* [INFORMATION SUPPLIED]

⟨

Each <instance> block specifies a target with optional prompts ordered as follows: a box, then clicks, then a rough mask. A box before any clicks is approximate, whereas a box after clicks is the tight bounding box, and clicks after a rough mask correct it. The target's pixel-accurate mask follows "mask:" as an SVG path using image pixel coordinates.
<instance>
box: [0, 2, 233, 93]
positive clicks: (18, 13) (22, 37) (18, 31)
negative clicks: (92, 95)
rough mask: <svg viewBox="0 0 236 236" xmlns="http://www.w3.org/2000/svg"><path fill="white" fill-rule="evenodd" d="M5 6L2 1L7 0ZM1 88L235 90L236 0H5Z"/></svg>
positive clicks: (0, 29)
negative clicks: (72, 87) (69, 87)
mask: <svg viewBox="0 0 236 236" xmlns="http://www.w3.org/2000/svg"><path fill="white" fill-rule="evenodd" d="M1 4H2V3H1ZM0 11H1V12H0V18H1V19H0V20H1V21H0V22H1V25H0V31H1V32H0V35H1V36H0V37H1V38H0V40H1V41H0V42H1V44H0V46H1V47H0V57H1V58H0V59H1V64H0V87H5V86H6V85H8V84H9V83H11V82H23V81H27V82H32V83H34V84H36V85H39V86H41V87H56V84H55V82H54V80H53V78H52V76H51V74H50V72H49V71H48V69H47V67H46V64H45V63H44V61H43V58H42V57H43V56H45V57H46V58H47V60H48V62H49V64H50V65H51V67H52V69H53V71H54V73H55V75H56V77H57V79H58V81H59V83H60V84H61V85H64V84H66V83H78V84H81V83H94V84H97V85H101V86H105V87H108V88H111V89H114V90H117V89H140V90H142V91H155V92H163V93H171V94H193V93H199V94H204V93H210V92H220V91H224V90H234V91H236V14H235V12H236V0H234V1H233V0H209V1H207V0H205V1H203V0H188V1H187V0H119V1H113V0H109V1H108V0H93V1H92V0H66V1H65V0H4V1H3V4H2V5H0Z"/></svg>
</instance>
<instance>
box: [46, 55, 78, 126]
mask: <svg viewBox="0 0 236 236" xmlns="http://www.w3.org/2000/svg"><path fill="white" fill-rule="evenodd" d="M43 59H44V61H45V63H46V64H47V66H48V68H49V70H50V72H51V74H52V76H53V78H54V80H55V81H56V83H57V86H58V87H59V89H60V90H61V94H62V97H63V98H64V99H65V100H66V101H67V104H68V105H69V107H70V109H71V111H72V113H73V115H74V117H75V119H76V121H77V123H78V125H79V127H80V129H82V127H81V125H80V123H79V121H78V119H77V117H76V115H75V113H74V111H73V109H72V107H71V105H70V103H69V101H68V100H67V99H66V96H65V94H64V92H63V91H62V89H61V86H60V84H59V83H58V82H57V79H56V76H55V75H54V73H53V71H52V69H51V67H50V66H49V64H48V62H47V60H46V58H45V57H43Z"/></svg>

⟩

* [WORK ITEM]
Write out all of the records once more, exactly.

* [ANSWER TO THE EXERCISE]
Each <instance> block specifies a target with optional prompts ordered as follows: a box, then clicks, then a rough mask. A box before any clicks is approximate, whereas a box after clicks is the tight bounding box, and clicks after a rough mask correct it. The target's pixel-accurate mask follows "mask:" as an SVG path using image pixel coordinates.
<instance>
box: [0, 2, 233, 93]
positive clicks: (18, 13) (22, 37) (18, 31)
negative clicks: (92, 95)
rough mask: <svg viewBox="0 0 236 236" xmlns="http://www.w3.org/2000/svg"><path fill="white" fill-rule="evenodd" d="M5 6L2 1L7 0ZM1 88L235 90L236 0H5Z"/></svg>
positive clicks: (0, 29)
negative clicks: (72, 87) (69, 87)
mask: <svg viewBox="0 0 236 236" xmlns="http://www.w3.org/2000/svg"><path fill="white" fill-rule="evenodd" d="M1 4H2V3H1ZM0 11H1V12H0V18H1V19H0V20H1V21H0V22H1V25H0V31H1V32H0V35H1V36H0V37H1V38H0V40H1V41H0V42H1V44H0V46H1V47H0V57H1V58H0V59H1V64H0V87H5V86H6V85H8V84H9V83H11V82H23V81H27V82H32V83H34V84H36V85H39V86H41V87H56V84H55V82H54V80H53V78H52V76H51V74H50V72H49V71H48V69H47V67H46V64H45V63H44V61H43V58H42V57H43V56H45V57H46V58H47V60H48V62H49V64H50V65H51V67H52V69H53V71H54V73H55V75H56V77H57V79H58V81H59V83H60V84H61V85H64V84H66V83H78V84H81V83H94V84H97V85H101V86H105V87H108V88H111V89H114V90H117V89H140V90H142V91H155V92H163V93H171V94H193V93H199V94H204V93H210V92H220V91H224V90H234V91H236V14H235V12H236V0H234V1H233V0H209V1H207V0H205V1H203V0H188V1H187V0H119V1H113V0H109V1H108V0H93V1H92V0H66V1H65V0H4V1H3V4H2V5H0Z"/></svg>
</instance>
<instance>
box: [46, 55, 78, 126]
mask: <svg viewBox="0 0 236 236" xmlns="http://www.w3.org/2000/svg"><path fill="white" fill-rule="evenodd" d="M43 59H44V61H45V63H46V64H47V66H48V68H49V70H50V72H51V74H52V76H53V78H54V80H55V81H56V83H57V86H58V87H59V89H60V90H61V94H62V97H63V98H64V99H65V100H66V101H67V104H68V105H69V107H70V109H71V111H72V113H73V115H74V117H75V119H76V121H77V123H78V125H79V127H80V129H82V127H81V125H80V123H79V121H78V119H77V117H76V115H75V113H74V111H73V109H72V107H71V105H70V103H69V101H68V100H67V99H66V96H65V94H64V92H63V91H62V89H61V86H60V84H59V83H58V82H57V79H56V76H55V75H54V73H53V71H52V69H51V67H50V66H49V64H48V62H47V60H46V58H45V57H43Z"/></svg>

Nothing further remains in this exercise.